- [DOCUMENT EXTRACT]

[Brahms-dev-l] brahms network/disk IO problem.

From: Hironori Ito <hito@rcf.rhic.bnl.gov>
Date: Wed Oct 26 2005 - 12:17:27 EDT
Hello.  I recently found that our network traffic is really slow.  
(Well, I thought our IO is really slow long time ago, but I notice more 
now.)   After looking into this problem more carefully with RCF staff, 
we found the cause of this problem.  It is cause by traffic jam in RCF 
network.  Here is the current network layout.

1.  Our machines have 2 subnets 180 (newer machines with 1Gb/s Ethernet) 
and 200(older machines with 100Mb/s Ethernet). 
2.  Our data (rmine and panasis) is in 200
3.  Between the two subnets, there are several switches, which involves 
other experiments.
4.  Each switch is connected by 5Gb/s network.
5.  Now, each group has started to use one of following methods to 
access vast amount of local data disks.
    a.  dCache by PHENIX.

- [STATED TASK 1] Locate each line of the listing that contains the string "chalk", and copy those lines.
- [STATED TASK 2] Carry on the forum post about the RCF network slowdown from the point where it stops.
The listing and the forum post about the RCF network slowdown come from unrelated sources.

- [SOURCE MATERIAL]
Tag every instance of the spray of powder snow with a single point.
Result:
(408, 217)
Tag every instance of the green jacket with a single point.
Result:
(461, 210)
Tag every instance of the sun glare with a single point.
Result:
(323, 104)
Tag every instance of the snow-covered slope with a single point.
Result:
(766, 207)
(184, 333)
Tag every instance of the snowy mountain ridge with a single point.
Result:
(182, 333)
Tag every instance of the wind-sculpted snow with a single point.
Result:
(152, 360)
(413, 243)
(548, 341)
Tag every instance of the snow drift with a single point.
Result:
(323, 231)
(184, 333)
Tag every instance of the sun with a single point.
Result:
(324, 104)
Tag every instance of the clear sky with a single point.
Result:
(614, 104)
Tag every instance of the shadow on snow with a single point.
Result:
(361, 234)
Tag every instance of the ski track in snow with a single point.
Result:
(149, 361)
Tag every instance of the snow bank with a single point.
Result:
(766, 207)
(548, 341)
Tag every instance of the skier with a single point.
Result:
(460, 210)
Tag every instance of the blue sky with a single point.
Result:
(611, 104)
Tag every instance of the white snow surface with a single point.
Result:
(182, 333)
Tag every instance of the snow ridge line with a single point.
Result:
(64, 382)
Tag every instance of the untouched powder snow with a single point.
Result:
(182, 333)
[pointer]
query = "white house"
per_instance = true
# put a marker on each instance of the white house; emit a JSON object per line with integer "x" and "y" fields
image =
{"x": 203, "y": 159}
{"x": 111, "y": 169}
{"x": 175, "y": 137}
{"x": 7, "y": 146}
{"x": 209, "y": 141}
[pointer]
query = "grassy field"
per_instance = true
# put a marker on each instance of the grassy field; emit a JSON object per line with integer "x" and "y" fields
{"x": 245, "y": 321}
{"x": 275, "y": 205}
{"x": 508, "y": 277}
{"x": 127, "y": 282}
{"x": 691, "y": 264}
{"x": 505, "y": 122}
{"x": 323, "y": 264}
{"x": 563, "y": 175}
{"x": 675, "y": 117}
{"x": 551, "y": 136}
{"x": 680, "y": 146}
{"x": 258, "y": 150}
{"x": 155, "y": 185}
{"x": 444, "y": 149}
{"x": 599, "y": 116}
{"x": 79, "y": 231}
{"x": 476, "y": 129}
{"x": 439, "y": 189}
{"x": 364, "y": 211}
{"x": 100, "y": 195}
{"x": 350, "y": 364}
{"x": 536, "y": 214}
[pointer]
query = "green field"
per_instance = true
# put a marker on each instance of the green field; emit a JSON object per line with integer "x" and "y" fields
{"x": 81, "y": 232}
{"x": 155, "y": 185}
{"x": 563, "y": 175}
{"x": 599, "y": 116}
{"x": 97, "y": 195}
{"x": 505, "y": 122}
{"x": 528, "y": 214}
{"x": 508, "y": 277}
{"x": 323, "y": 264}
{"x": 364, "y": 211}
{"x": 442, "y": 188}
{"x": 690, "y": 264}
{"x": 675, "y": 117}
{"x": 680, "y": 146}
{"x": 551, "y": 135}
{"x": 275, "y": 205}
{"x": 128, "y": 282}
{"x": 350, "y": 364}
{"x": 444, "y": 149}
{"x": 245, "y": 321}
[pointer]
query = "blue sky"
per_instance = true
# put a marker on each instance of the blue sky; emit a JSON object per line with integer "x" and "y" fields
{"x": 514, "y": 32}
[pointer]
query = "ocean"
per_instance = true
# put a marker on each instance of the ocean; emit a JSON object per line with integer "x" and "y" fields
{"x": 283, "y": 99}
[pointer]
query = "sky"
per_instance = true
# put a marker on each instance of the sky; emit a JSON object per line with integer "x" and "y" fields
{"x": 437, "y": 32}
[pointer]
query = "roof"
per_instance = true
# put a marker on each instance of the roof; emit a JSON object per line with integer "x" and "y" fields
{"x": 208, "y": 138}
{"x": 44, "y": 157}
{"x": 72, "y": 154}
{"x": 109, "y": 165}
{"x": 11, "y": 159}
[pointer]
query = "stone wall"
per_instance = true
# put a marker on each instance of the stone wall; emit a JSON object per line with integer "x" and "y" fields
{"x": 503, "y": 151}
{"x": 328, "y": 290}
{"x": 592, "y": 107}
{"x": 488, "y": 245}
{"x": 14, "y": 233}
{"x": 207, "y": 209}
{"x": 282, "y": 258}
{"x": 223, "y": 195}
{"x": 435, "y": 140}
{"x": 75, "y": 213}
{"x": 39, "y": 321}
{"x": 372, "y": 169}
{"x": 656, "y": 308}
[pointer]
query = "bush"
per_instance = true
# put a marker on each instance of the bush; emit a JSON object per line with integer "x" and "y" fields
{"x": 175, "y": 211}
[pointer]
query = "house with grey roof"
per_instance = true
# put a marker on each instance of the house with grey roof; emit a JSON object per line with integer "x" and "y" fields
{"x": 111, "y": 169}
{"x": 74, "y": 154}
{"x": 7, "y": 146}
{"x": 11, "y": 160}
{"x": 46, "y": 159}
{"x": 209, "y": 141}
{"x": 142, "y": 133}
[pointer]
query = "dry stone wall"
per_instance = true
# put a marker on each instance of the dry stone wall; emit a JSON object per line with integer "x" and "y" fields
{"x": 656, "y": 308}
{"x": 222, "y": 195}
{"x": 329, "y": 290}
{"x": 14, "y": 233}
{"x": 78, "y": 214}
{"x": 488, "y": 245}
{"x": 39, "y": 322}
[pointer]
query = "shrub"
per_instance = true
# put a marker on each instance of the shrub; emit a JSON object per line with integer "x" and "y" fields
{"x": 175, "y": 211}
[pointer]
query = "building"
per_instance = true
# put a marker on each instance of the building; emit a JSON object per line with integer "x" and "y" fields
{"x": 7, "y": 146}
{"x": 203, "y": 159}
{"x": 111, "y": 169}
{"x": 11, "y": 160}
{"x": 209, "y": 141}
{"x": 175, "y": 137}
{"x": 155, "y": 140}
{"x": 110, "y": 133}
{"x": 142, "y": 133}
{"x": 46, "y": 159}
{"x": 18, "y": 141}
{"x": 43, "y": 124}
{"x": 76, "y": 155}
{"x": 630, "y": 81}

==

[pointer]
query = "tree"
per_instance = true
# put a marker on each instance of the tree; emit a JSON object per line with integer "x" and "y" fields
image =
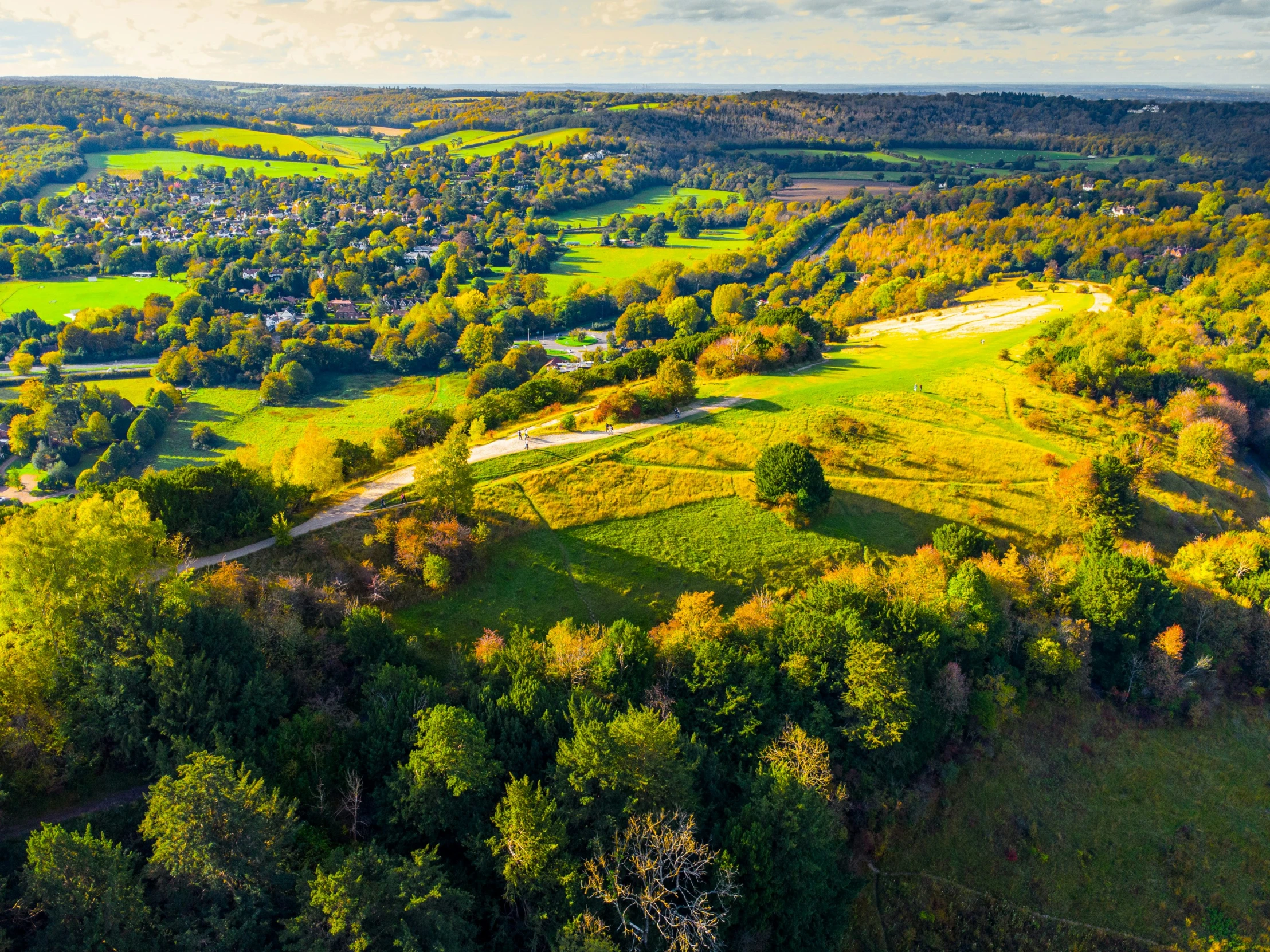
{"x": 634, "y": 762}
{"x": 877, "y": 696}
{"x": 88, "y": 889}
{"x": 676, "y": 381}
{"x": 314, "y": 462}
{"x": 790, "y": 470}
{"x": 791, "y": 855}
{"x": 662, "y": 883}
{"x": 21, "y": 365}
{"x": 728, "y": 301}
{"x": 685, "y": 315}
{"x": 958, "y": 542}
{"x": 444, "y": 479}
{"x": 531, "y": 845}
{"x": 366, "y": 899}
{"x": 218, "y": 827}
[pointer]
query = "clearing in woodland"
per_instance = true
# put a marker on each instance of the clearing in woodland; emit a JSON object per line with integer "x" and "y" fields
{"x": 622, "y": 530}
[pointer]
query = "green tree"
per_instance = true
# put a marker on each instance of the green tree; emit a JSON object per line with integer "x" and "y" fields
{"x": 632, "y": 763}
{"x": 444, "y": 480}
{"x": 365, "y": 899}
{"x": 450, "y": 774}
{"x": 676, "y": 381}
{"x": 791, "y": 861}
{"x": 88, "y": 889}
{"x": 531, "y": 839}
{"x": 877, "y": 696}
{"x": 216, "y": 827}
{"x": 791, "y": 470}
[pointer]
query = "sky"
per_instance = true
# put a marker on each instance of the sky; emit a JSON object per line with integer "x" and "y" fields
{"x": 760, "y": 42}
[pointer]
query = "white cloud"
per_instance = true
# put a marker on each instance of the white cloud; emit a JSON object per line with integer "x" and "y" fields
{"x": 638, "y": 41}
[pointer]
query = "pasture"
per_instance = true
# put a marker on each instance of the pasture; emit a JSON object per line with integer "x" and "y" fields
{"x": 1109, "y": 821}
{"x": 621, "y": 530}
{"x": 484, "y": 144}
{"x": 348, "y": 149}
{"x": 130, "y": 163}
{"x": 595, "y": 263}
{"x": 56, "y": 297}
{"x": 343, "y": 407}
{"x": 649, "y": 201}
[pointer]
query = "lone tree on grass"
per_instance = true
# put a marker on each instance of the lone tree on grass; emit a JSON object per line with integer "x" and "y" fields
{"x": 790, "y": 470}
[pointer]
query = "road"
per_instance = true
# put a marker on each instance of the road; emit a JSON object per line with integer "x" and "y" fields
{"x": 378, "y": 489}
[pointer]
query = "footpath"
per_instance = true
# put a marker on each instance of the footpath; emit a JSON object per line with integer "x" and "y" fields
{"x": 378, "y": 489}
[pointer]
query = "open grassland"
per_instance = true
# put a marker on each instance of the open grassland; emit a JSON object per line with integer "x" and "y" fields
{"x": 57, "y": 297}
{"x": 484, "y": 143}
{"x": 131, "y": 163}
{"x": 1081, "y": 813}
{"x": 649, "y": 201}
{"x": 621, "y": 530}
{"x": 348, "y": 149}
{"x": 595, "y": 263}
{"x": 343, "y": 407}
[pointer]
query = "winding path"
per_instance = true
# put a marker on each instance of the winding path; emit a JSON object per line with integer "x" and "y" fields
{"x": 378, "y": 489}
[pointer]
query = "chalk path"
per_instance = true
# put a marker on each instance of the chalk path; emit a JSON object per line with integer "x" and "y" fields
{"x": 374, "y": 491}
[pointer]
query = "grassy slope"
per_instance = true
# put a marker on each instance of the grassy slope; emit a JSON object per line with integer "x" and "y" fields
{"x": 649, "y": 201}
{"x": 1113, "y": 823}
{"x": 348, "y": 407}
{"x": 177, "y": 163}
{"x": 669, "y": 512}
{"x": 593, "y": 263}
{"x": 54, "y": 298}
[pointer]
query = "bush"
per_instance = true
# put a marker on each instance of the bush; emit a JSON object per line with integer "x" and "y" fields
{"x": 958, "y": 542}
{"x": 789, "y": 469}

- [TASK ANSWER 1]
query = "chalk path"
# put a marker on each instance of the chalk path; emit a JSON object per line with integer "x" and "y" fields

- [TASK ANSWER 2]
    b.  xrootd by STAR
    c.  rootd by PHOBOS and BRAHMS

As you can see, when one person in BRAHMS tries to access data from a 
newer machine, the network traffic goes through several network which 
can be saturated by other experiment.  Now, with the use of local disks 
by one of the above methods, the probability of this problem happening 
was multiplied exponentially.  For example, for last 1 week, one person 
in PHENIX with use of dCache was saturating one (or more) of 5Gb/s 
network traffic between two switches.  This resulted in very bad IO wait 
in BRAHMS machine (and possibly other experiment).   This problem will 
even get worse with generic queues of RCF machines becomes available 
(soon).  My preferred solution is to isolate our machines and disks from 
other experiment, but this does not seem to be that easy (for 
RCF/ITD).   Therefore, in short terms, it seems that we will keep 
suffering this problem.  (NOTE:  It is supposedly possible to increase 
the network traffic between switches to 8Gb/s from 5Gb/s, but that is 
not going to solve the fundamental problem of bad organization.  This 
sounds like traffic problem in New York city.  I guess we need express 
lane. :) )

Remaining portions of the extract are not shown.